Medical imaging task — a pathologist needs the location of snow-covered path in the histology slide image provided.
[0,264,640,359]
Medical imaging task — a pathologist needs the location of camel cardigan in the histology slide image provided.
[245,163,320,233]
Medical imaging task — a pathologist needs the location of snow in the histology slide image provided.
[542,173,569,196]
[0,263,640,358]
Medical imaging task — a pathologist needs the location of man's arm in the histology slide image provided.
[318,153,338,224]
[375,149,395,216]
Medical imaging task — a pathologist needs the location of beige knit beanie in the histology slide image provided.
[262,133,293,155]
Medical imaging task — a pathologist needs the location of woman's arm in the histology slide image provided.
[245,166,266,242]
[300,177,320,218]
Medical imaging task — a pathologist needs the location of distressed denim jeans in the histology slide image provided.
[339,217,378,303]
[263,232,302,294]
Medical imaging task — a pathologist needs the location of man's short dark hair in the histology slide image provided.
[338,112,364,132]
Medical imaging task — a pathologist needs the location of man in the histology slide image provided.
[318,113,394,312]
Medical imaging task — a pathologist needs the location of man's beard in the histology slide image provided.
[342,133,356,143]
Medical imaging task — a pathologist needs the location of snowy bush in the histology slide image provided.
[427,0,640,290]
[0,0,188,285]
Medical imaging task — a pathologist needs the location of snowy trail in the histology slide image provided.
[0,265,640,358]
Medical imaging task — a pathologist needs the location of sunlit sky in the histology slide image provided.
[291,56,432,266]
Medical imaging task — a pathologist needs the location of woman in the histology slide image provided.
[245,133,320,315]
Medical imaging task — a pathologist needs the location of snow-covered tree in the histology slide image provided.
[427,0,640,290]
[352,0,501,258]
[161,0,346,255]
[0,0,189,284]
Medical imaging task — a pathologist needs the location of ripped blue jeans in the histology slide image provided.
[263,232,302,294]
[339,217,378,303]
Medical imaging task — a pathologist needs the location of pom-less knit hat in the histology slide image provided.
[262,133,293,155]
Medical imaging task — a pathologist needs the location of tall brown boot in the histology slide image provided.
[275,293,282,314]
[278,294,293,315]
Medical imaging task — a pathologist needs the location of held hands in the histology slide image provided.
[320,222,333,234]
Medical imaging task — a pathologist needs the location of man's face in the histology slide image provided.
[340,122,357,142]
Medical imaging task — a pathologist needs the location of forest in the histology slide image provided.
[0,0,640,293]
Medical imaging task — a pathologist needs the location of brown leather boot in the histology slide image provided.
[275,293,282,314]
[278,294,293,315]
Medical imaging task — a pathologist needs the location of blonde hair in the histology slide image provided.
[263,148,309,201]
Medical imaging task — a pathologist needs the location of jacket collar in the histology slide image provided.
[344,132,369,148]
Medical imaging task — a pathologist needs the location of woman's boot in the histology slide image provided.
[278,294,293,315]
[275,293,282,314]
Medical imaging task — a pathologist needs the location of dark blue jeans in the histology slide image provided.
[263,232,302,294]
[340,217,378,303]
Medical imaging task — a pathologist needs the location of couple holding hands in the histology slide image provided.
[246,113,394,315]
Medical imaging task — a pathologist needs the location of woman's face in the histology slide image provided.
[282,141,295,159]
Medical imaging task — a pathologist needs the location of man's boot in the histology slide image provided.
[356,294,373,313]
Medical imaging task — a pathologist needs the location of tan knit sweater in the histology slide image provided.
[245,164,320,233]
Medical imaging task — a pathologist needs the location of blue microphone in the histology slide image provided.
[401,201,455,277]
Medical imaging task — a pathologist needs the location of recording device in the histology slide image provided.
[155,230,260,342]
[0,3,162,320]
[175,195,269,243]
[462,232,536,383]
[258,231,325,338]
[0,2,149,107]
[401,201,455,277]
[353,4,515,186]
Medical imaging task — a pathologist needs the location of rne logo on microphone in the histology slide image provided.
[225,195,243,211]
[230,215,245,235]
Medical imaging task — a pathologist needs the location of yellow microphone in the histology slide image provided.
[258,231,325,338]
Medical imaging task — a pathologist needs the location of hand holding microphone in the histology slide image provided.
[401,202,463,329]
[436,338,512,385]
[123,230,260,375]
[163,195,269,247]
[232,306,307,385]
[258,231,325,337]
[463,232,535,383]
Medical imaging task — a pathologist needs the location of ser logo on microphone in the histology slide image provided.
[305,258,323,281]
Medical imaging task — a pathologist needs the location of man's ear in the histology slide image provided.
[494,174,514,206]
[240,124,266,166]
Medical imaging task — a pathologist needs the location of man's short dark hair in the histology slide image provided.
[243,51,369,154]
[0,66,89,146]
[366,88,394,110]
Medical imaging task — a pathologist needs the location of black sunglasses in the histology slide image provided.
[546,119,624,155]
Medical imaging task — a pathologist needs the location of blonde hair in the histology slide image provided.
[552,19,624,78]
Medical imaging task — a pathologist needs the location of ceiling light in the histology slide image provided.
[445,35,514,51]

*WHAT NEEDS TO BE DONE*.
Format all of the records above as a numbered list, with any blank lines omitted.

*EXERCISE ANSWER*.
1. Medical imaging task — a pathologist needs the location of snow-covered path in the histology slide image provided.
2. [0,264,640,359]
3. Medical imaging task — a pathologist needs the location of camel cardigan in the histology slide image provided.
4. [245,163,320,233]
5. Medical imaging task — a pathologist needs the location of snow in the histology slide image provided.
6. [542,173,569,196]
7. [0,263,640,358]
8. Medical imaging task — a pathologist needs the location of man's arm in the histology slide image provided.
9. [318,153,338,224]
10. [375,149,395,216]
11. Medical imaging task — a pathologist needs the location of beige knit beanie in the histology slide image provided.
12. [262,133,293,155]
13. Medical imaging task — a pathologist needs the location of woman's arm in the histology slide image provided.
14. [245,166,266,242]
15. [300,177,320,218]
16. Medical imaging task — a pathologist needs the location of distressed denim jeans in the histology slide image provided.
17. [339,217,378,303]
18. [263,232,302,294]
19. Medical imaging task — a pathologist needs the location of man's short dark hair in the histology slide image provided.
20. [338,112,364,132]
21. Medical imaging task — a pathologist needs the location of man in the histology slide image provided.
22. [318,113,394,312]
23. Medical imaging task — a pathologist needs the location of man's beard in the histology slide image provided.
24. [342,133,356,143]
25. Medical imaging task — a pathologist needs the location of snowy bush in the histology slide image provided.
26. [427,0,640,290]
27. [0,0,188,285]
28. Medical imaging task — a pathologist needs the location of snowy trail in the histology slide image provided.
29. [0,265,640,358]
30. Medical imaging task — a pathologist needs the location of sunlit sky in the histology slide image provided.
31. [291,56,432,266]
32. Medical imaging task — a pathologist needs the location of woman in the histology slide image provided.
33. [245,133,320,315]
34. Medical imaging task — a pathologist needs the location of snow-covered tree in the histology slide image provided.
35. [427,0,640,290]
36. [352,0,501,258]
37. [161,0,346,255]
38. [0,0,189,284]
39. Medical imaging task — a pathologist needs the location of ripped blue jeans in the histology slide image provided.
40. [263,232,302,294]
41. [339,217,378,303]
42. Medical imaging task — a pathologist needs the location of pom-less knit hat in the histology slide image provided.
43. [262,133,293,155]
44. Medical imaging task — a pathologist needs the location of tall brown boot in the histology slide image provided.
45. [275,293,282,314]
46. [278,294,293,315]
47. Medical imaging task — a pathologist needs the location of held hands in the histology slide image provided.
48. [320,222,333,234]
49. Medical imaging task — a pathologist needs the location of man's face in the histology slide image provided.
50. [340,122,357,142]
51. Medical imaging task — a pathologist needs the location of forest in the histology slide image provided.
52. [0,0,640,293]
53. Medical imaging task — a pathologist needs the location of brown leather boot in the histology slide image provided.
54. [275,293,282,314]
55. [278,294,293,315]
56. Medical imaging task — a pathologist needs the location of blonde hair in the histology slide image provided.
57. [263,148,309,201]
58. Medical imaging task — a pathologist needs the location of jacket collar in the histology slide image provided.
59. [344,132,369,148]
60. Medical imaging task — a pathologist needs the location of woman's boot in the histology slide image provided.
61. [278,294,293,315]
62. [275,293,282,314]
63. Medical imaging task — a pathologist needs the location of dark blue jeans in the histology slide image provided.
64. [263,232,302,294]
65. [340,217,378,303]
66. Medical imaging task — a pathologist needs the location of couple holding hands in the histology slide image provided.
67. [246,113,394,315]
68. Medical imaging task — a pathologist needs the location of woman's face in the histology slide image provided.
69. [282,141,295,159]
70. Medical imaging task — a pathologist needs the location of man's boot in the histology slide image provided.
71. [356,294,373,313]
72. Medical imaging task — a pathologist needs the location of tan knit sweater in the histology slide image provided.
73. [245,164,320,233]
74. Medical imaging task — a pathologist needs the location of blue microphone in the histology slide image provided.
75. [401,201,455,277]
76. Medical imaging task — a pathologist needs the location of recording device in the histology slide image provided.
77. [155,230,260,342]
78. [0,3,162,320]
79. [175,195,269,243]
80. [462,232,536,383]
81. [258,231,325,338]
82. [0,2,149,107]
83. [401,201,455,277]
84. [353,4,515,186]
85. Medical imaging task — a pathologist needs the location of rne logo on microphone in the histology slide image provided.
86. [225,195,243,211]
87. [230,215,245,235]
88. Medical imaging task — a pathologist needs the location of yellow microphone in the histology slide image provided.
89. [258,231,325,338]
90. Medical imaging task — a pathologist needs the location of hand holding microphone in the histology slide image provided.
91. [401,202,463,329]
92. [436,338,512,385]
93. [123,230,260,375]
94. [163,195,269,247]
95. [232,306,307,385]
96. [258,231,325,337]
97. [463,232,535,383]
98. Medical imaging task — a pathologist needs the location of ser logo on microphone in the histology slide image provided.
99. [305,258,323,281]
100. Medical imaging task — a pathologist needs the location of man's ear in the histology slide image provided.
101. [494,174,514,206]
102. [240,124,266,166]
103. Medical imaging task — a pathologist needs the location of man's short dark hair in the histology slide image provided.
104. [243,51,369,154]
105. [0,66,89,146]
106. [366,88,394,110]
107. Medical imaging task — a pathologist needs the location of black sunglasses in the histology slide image provided.
108. [546,119,624,155]
109. Medical imaging task — a pathologist needs the location of blonde hair in the histology slide image provided.
110. [552,19,624,78]
111. Medical imaging task — a pathologist needs the location of ceiling light in the histology slide image provided.
112. [445,35,514,51]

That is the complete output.